> [Excerpt]:
-- START --

API reference: scikit-learn integration#
You can use the Neptune integration with scikit-learn to track your classifiers, regressors, and k-means clustering results.
create_regressor_summary()
#
Returns a scikit-learn regressor summary that includes:
- All regressor parameters
- Pickled estimator (model)
- Test predictions
- Test scores
- Model performance visualizations
The regressor should be fitted before calling this function.
Parameters
Name | Type | Default | Description |
---|---|---|---|
regressor |
regressor |
- | Fitted scikit-learn regressor object. |
X_train |
ndarray |
- | Training data matrix. |
X_test |
ndarray |
- | Testing data matrix. |
y_train |
ndarray |
- | The regression target for training. |
y_test |
ndarray |
- | The regression target for testing. |
nrows |
int , optional |
1000 |
Log first nrows rows of test predictions. |
log_charts |
bool , optional |
True |
If True , calculate and log chart visualizations.This is equivalent to calling the Note: Calculating visualizations is potentially expensive depending on input data and regressor, and may take some time to finish. |
Returns
dict
with all metadata, which can be assigned to a run namespace:
Example
# Create a run
import neptune
run = neptune.init_run()

-- END --

> [Challenge A]: Translate this sentence from the scikit-learn API reference into Spanish: "The regressor should be fitted before calling this function."
The API reference and the records come from unrelated sources.

> [Exercise material]:

-- START --

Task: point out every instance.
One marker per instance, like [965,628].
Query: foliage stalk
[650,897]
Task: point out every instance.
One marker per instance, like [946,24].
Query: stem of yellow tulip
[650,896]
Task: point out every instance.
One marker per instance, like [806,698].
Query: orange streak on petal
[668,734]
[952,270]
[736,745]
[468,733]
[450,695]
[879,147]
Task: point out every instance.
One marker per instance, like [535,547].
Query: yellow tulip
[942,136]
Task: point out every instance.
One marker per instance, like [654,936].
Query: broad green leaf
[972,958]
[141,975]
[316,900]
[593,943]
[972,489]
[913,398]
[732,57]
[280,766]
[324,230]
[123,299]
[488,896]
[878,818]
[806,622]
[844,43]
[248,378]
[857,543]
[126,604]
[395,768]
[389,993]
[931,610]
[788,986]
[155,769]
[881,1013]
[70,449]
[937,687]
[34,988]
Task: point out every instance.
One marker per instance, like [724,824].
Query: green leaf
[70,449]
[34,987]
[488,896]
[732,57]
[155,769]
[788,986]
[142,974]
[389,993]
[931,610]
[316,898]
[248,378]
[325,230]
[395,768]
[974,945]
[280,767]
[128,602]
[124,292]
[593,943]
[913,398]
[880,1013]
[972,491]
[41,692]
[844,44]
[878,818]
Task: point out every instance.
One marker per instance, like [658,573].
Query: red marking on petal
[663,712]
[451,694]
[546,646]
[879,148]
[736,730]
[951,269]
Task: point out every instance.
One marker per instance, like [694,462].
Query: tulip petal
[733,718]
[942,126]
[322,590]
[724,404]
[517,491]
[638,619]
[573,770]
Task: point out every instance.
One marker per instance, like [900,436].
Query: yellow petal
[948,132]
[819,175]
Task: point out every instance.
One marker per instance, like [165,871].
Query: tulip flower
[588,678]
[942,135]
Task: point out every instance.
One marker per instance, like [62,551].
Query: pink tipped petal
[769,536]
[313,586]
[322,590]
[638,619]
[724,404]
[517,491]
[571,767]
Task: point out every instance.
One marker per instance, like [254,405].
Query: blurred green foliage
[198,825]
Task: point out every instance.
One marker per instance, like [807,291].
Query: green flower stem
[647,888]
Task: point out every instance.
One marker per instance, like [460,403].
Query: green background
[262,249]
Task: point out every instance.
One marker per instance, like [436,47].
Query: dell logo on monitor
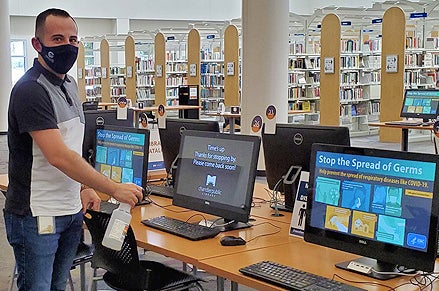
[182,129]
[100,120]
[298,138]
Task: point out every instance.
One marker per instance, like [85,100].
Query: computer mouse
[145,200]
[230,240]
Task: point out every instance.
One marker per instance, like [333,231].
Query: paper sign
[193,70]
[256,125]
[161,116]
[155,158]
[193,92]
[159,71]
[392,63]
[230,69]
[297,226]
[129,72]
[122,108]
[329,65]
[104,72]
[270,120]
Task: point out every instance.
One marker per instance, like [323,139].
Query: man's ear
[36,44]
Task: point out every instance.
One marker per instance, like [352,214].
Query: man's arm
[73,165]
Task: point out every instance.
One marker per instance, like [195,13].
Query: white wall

-- END --
-- START --

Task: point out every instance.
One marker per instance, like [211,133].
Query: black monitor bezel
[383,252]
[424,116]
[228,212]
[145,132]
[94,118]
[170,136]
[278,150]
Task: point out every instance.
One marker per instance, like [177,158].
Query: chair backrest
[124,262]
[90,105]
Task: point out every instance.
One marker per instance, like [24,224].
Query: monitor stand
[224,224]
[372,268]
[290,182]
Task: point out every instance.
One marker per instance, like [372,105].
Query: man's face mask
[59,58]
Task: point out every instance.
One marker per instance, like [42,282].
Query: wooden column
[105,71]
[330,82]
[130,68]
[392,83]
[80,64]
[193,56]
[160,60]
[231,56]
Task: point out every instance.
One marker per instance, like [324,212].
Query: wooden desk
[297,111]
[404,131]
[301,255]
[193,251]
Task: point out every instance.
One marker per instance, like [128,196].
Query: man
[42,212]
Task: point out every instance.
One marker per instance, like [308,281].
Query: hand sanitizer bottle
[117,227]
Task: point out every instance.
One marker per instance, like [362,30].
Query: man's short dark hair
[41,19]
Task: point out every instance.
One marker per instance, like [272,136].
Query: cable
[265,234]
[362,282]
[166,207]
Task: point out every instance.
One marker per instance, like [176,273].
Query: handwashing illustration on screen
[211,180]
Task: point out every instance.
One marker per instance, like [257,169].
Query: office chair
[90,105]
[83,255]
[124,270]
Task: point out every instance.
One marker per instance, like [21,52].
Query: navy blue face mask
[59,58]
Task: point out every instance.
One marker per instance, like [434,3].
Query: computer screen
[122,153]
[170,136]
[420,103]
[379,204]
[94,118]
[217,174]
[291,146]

-- END --
-- START --

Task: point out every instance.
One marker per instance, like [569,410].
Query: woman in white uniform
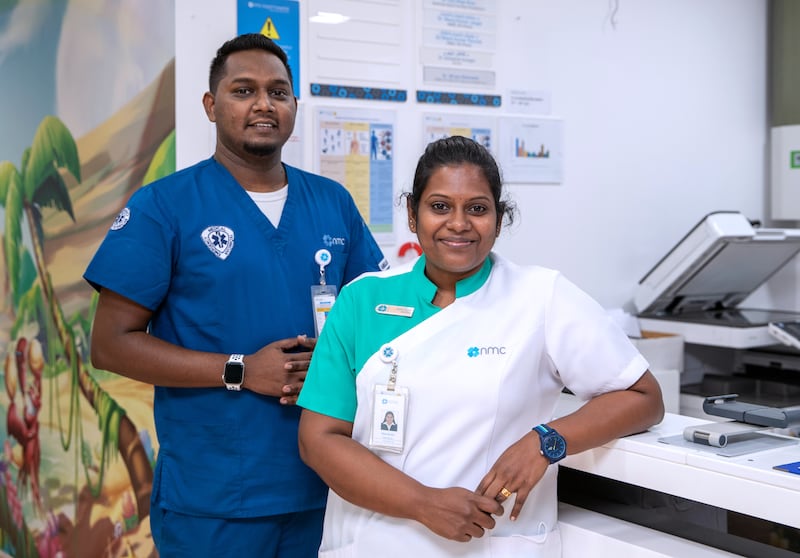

-- END --

> [Challenge B]: List every line in the records that contains the string "foliage".

> [Full answer A]: El regresor debe ajustarse antes de llamar a esta función.

> [Full answer B]:
Query: foliage stalk
Query: blurred green foliage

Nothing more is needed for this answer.